= Tekstfragment =
::::::

Brout, Robert (1928-2011)
Deeltjesfysicus en hoogleraar aan de Université libre de Bruxelles, geboren op 14 juni 1928 in New York en gestorven op 3 mei 2011 in Linkebeek.
Biografie
Brout behaalde in 1953 zijn diploma als Doctor in de Fysica aan Columbia University. Als postdoctoraal onderzoeker was hij een leerling van de Belgische natuurkundige Ilya Prigogine. Hij kon al snel aan de slag, eerst aan de universiteit van Rochester en dan als docent aan Cornell University. Het was daar dat hij in 1959 kennismaakte met zijn nieuwe onderzoeksassistent, de vier jaar jongere Belg François Englert. De beide mannen werkten nauw samen in het domein van statistische fysica. Toen Englert in 1961, bij afloop van zijn termijn als research associate, naar België terugkeerde, nam Brout ontslag en trok, samen met zijn vrouw Martine en zijn kinderen, Englert achterna. Net als Englert kon hij aan de Université libre de Bruxelles aan de slag. Hij kwam er terecht op de leerstoel theoretische natuurkunde. Brouts verdere wetenschappelijke carrière zou zich hier afspelen. Naar Amerika keerde hij nooit meer terug. Brout werd uiteindelijk ook Belg.

::::::

= Aangeleverde gegevens =
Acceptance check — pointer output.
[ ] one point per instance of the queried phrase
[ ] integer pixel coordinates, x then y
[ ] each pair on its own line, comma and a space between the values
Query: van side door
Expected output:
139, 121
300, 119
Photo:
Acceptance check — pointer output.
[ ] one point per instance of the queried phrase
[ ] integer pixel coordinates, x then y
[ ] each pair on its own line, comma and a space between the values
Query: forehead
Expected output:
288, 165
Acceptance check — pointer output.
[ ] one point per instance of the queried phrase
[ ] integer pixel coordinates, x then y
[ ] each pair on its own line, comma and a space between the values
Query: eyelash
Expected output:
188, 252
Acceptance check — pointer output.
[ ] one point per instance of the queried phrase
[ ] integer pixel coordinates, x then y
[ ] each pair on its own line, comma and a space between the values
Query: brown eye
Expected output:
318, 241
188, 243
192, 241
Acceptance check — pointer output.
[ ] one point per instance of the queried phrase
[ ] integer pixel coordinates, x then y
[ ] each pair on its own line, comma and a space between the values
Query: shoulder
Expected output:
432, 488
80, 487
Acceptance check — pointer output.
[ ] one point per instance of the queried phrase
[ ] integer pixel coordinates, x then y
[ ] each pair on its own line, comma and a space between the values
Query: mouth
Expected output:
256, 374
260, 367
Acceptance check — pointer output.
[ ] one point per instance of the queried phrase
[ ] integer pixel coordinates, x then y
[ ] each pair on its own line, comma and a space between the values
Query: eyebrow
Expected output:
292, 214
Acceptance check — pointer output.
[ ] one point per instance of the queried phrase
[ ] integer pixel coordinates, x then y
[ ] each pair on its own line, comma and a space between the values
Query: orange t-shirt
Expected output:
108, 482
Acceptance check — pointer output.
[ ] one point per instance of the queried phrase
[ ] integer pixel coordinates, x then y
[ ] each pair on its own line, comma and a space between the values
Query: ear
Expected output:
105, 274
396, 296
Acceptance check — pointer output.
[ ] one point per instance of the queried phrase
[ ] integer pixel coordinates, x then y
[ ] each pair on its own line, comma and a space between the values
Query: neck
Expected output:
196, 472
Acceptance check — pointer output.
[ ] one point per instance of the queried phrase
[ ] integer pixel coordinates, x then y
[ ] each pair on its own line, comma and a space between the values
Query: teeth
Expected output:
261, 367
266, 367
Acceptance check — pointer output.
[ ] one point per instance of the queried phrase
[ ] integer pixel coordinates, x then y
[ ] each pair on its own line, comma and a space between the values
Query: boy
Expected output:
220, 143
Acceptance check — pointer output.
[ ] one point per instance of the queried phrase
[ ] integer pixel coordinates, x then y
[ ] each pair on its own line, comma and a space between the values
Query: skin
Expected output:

::::::

= Takenlijst =
1 - In welk jaar behaalde Brout volgens de tekst over Robert Brout zijn doctoraat in de fysica aan Columbia University?
2 - Druk uit de tekst over Robert Brout het stuk af tussen "Brout, Robert (1928-2011)" en "2011 in Linkebeek.", beide inbegrepen.

= Antwoorden =
1 - In 1953.

2 -
Brout, Robert (1928-2011)
Deeltjesfysicus en hoogleraar aan de Université libre de Bruxelles, geboren op 14 juni 1928 in New York en gestorven op 3 mei 2011 in Linkebeek.